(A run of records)
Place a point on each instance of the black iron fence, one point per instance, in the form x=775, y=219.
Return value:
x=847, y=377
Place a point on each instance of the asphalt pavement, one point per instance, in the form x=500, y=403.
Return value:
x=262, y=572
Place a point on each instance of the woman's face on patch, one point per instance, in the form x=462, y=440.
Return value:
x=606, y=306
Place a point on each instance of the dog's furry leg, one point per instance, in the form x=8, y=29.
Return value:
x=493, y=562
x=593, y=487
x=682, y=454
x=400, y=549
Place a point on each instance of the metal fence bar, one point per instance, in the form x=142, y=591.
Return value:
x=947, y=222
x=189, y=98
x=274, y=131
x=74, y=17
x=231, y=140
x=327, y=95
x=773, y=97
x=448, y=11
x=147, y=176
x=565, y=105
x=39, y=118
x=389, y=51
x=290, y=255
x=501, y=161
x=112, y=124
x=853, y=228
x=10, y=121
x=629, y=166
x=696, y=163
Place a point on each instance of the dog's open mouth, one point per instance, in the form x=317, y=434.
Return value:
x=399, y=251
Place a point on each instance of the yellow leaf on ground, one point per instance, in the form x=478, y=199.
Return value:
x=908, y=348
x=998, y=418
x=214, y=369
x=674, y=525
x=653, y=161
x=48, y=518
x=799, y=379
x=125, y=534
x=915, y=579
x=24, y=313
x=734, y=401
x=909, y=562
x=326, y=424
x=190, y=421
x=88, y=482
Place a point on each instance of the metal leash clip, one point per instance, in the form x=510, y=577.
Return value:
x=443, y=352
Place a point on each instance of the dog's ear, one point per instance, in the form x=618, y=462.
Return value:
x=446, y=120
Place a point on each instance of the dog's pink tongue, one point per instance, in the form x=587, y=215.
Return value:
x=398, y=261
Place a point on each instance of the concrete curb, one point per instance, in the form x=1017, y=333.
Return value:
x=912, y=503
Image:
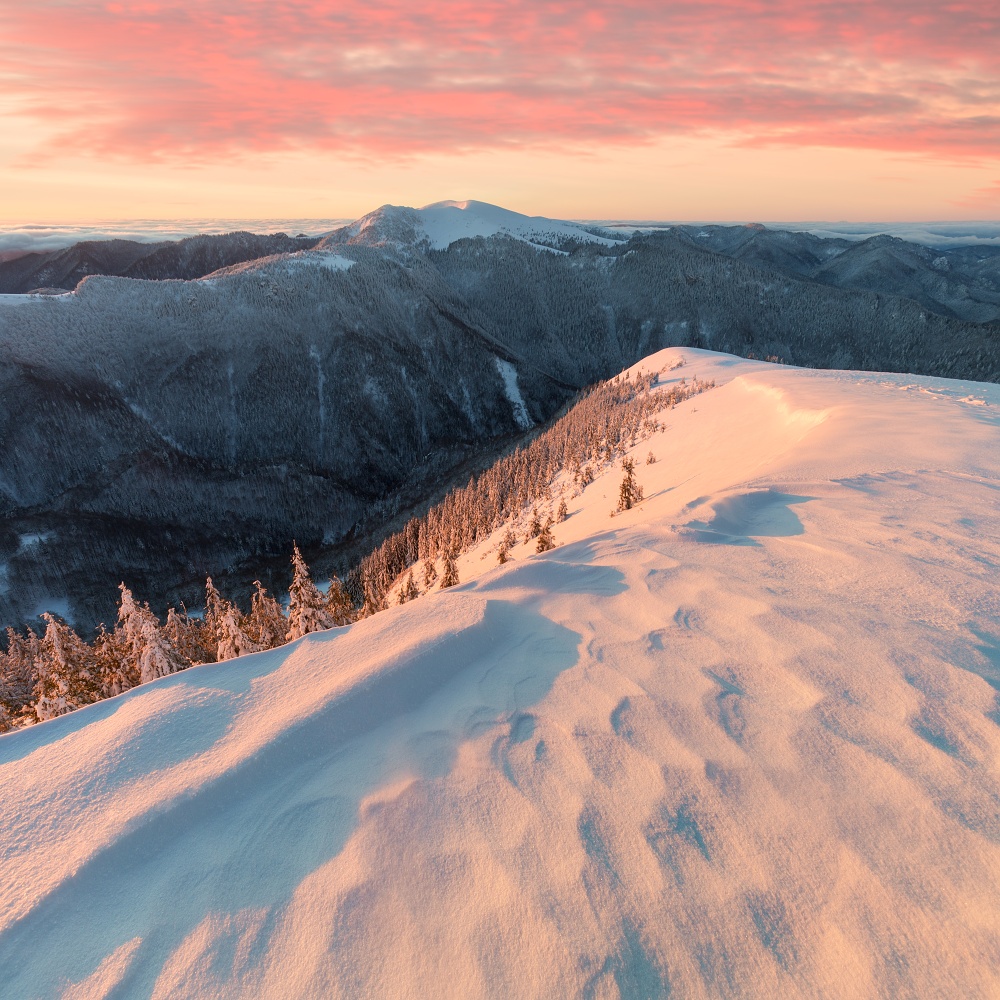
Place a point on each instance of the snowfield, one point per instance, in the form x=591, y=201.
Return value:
x=439, y=225
x=741, y=740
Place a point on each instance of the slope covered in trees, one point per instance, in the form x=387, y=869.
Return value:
x=165, y=431
x=44, y=677
x=739, y=740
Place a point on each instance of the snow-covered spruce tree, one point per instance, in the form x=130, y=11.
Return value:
x=408, y=589
x=306, y=607
x=338, y=602
x=545, y=539
x=449, y=569
x=630, y=492
x=18, y=676
x=67, y=672
x=188, y=636
x=111, y=657
x=211, y=627
x=266, y=625
x=234, y=634
x=534, y=526
x=148, y=653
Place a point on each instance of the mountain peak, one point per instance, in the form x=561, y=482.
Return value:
x=438, y=225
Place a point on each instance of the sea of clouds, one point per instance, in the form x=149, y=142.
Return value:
x=38, y=238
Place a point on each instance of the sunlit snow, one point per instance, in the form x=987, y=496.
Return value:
x=741, y=740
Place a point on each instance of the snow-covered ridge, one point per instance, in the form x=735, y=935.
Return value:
x=439, y=225
x=742, y=739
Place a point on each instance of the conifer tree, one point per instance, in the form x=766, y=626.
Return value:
x=535, y=526
x=449, y=570
x=18, y=676
x=215, y=608
x=307, y=607
x=408, y=589
x=339, y=603
x=188, y=636
x=112, y=662
x=148, y=653
x=266, y=625
x=234, y=637
x=67, y=675
x=545, y=539
x=630, y=492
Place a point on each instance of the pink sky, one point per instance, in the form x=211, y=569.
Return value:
x=715, y=109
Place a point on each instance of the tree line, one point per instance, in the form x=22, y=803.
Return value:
x=47, y=675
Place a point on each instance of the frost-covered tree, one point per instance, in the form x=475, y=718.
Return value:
x=148, y=652
x=266, y=625
x=115, y=671
x=408, y=589
x=545, y=539
x=67, y=672
x=534, y=526
x=18, y=676
x=234, y=634
x=338, y=602
x=306, y=606
x=449, y=569
x=189, y=637
x=215, y=608
x=630, y=492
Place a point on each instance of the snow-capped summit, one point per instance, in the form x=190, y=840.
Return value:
x=437, y=226
x=740, y=739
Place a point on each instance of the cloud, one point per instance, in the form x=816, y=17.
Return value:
x=173, y=80
x=986, y=198
x=26, y=239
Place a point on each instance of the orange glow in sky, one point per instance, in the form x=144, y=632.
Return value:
x=715, y=109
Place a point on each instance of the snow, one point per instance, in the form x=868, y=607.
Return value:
x=740, y=740
x=441, y=224
x=513, y=393
x=9, y=299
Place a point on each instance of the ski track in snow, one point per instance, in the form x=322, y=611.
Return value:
x=739, y=741
x=513, y=393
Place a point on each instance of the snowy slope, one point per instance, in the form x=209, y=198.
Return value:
x=740, y=741
x=439, y=225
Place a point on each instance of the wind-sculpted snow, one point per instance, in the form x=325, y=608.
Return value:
x=163, y=430
x=637, y=765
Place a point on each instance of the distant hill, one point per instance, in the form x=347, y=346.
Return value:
x=158, y=430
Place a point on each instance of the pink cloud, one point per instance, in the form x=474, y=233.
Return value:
x=220, y=77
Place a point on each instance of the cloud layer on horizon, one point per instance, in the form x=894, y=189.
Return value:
x=151, y=80
x=29, y=239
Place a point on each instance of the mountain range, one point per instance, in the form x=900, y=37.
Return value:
x=190, y=408
x=740, y=740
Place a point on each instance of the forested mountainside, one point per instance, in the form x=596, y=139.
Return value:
x=156, y=432
x=740, y=740
x=962, y=282
x=190, y=258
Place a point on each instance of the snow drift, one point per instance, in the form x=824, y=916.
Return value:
x=740, y=740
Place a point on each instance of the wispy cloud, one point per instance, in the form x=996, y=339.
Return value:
x=183, y=80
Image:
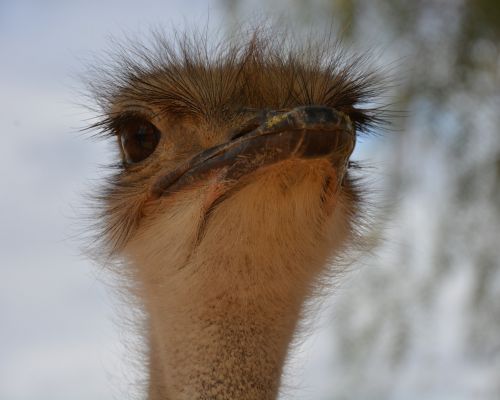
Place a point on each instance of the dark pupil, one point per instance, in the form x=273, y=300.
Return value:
x=139, y=140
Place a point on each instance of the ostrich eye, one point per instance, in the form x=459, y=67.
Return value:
x=138, y=139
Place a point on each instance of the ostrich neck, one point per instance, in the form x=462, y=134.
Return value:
x=220, y=343
x=222, y=311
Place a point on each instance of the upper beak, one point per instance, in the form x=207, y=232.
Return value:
x=308, y=132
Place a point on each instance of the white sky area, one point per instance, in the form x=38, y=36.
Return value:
x=58, y=333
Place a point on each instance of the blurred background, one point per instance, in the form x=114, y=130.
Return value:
x=418, y=319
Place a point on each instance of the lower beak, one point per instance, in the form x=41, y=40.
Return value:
x=308, y=132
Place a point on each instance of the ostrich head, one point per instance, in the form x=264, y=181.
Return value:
x=233, y=193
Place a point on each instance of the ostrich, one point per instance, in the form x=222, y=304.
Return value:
x=233, y=198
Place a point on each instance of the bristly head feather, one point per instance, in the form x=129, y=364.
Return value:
x=260, y=69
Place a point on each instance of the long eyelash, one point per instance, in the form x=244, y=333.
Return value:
x=262, y=69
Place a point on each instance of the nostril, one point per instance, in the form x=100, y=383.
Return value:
x=249, y=127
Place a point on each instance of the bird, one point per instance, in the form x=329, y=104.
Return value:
x=233, y=195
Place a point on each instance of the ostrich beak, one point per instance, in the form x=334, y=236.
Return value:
x=308, y=132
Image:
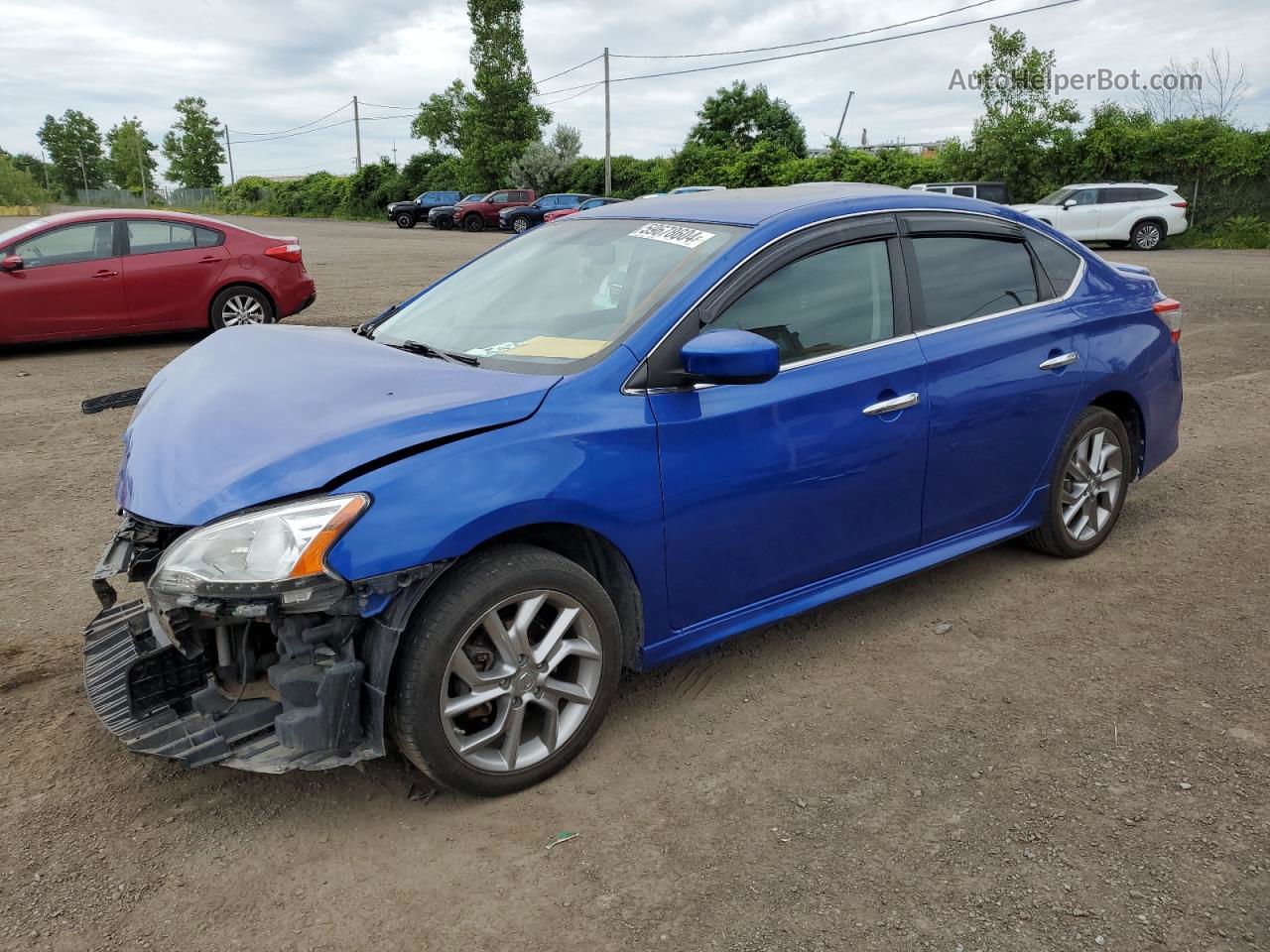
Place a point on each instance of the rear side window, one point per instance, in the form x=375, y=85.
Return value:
x=1060, y=264
x=148, y=238
x=829, y=301
x=971, y=277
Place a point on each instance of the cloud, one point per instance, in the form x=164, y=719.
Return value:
x=267, y=67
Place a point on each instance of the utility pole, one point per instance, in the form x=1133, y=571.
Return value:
x=357, y=128
x=229, y=154
x=849, y=96
x=608, y=158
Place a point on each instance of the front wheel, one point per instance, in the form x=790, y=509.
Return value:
x=1087, y=486
x=506, y=671
x=240, y=304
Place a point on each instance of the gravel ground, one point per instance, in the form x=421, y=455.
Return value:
x=1006, y=753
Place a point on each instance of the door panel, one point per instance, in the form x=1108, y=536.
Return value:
x=168, y=281
x=776, y=485
x=996, y=416
x=71, y=285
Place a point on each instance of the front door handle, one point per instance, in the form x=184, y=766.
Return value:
x=1061, y=361
x=890, y=407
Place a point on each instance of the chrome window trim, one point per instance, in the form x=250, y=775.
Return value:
x=1071, y=290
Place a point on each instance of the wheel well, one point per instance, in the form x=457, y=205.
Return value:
x=252, y=285
x=604, y=561
x=1130, y=416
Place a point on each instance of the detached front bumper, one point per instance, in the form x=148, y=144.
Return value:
x=240, y=683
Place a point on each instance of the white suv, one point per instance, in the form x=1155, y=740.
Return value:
x=1135, y=213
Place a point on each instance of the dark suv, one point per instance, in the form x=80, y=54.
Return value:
x=525, y=217
x=476, y=216
x=407, y=214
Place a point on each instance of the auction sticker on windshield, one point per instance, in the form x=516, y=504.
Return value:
x=674, y=234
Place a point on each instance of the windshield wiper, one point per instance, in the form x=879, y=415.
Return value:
x=414, y=347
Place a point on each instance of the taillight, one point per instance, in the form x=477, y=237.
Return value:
x=285, y=253
x=1171, y=313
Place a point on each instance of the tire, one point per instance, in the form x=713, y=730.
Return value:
x=1147, y=235
x=448, y=634
x=1071, y=538
x=239, y=304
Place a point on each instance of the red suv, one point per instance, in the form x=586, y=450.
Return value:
x=476, y=216
x=126, y=272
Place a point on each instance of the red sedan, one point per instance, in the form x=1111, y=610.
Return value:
x=130, y=272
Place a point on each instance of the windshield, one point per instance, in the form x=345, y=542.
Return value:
x=558, y=296
x=1058, y=197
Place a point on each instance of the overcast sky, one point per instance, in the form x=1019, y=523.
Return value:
x=272, y=66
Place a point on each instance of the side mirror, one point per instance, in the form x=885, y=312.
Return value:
x=730, y=357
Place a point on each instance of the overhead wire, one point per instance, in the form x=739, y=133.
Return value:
x=826, y=50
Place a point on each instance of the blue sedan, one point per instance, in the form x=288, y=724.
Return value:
x=607, y=444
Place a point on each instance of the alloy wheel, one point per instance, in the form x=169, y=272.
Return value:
x=1092, y=483
x=521, y=682
x=241, y=308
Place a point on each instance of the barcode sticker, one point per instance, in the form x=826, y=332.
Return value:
x=679, y=235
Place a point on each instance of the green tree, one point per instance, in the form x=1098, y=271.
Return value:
x=131, y=164
x=73, y=146
x=191, y=146
x=441, y=117
x=500, y=118
x=1023, y=119
x=738, y=118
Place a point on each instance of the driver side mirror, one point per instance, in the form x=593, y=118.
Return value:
x=730, y=357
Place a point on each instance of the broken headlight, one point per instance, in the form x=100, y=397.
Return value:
x=280, y=551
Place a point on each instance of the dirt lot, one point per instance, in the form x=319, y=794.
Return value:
x=1080, y=761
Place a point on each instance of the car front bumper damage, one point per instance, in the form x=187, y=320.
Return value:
x=238, y=682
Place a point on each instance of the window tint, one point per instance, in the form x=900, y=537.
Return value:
x=87, y=241
x=830, y=301
x=148, y=238
x=1058, y=263
x=971, y=277
x=208, y=238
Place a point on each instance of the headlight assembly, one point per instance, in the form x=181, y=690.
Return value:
x=276, y=551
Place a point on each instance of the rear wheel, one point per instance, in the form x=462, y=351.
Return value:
x=240, y=304
x=1087, y=486
x=1147, y=236
x=506, y=671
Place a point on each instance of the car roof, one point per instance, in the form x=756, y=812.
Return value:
x=751, y=206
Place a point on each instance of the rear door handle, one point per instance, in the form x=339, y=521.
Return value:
x=1061, y=361
x=889, y=407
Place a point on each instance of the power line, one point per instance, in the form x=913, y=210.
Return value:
x=314, y=122
x=826, y=50
x=806, y=42
x=572, y=68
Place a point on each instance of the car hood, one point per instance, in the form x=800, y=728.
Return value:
x=259, y=413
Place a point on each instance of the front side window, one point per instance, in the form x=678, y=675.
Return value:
x=557, y=298
x=830, y=301
x=971, y=277
x=148, y=238
x=89, y=241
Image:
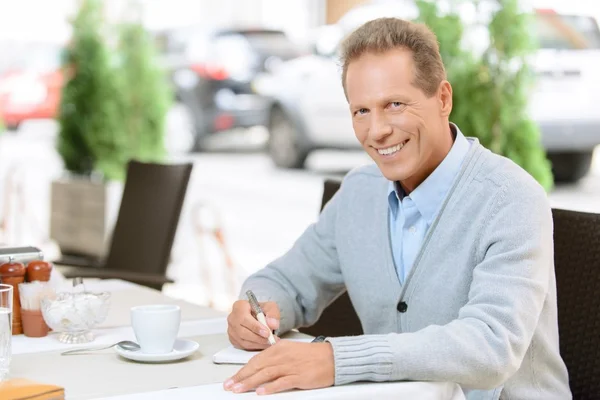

> [WRITTEN REQUEST]
Update the lines from the line with "Place a point on each instance of the chrome" to the line with "x=1135, y=213" so that "wheel well" becomes "wheel arch", and leave everything else as it is.

> [OUTPUT FOR THIS TASK]
Place a point on each instance of the chrome window trim, one point per instance, in the form x=250, y=775.
Return value:
x=1071, y=290
Place a point on each instance of the wheel arch, one point per instance, in the form x=457, y=205.
Return value:
x=252, y=285
x=604, y=561
x=1130, y=416
Place a point on each instance of the detached front bumper, one point per instance, in the form x=148, y=144.
Return value:
x=240, y=683
Place a point on each instance of the white suv, one point per instance, in the form x=1155, y=740.
Return value:
x=1135, y=213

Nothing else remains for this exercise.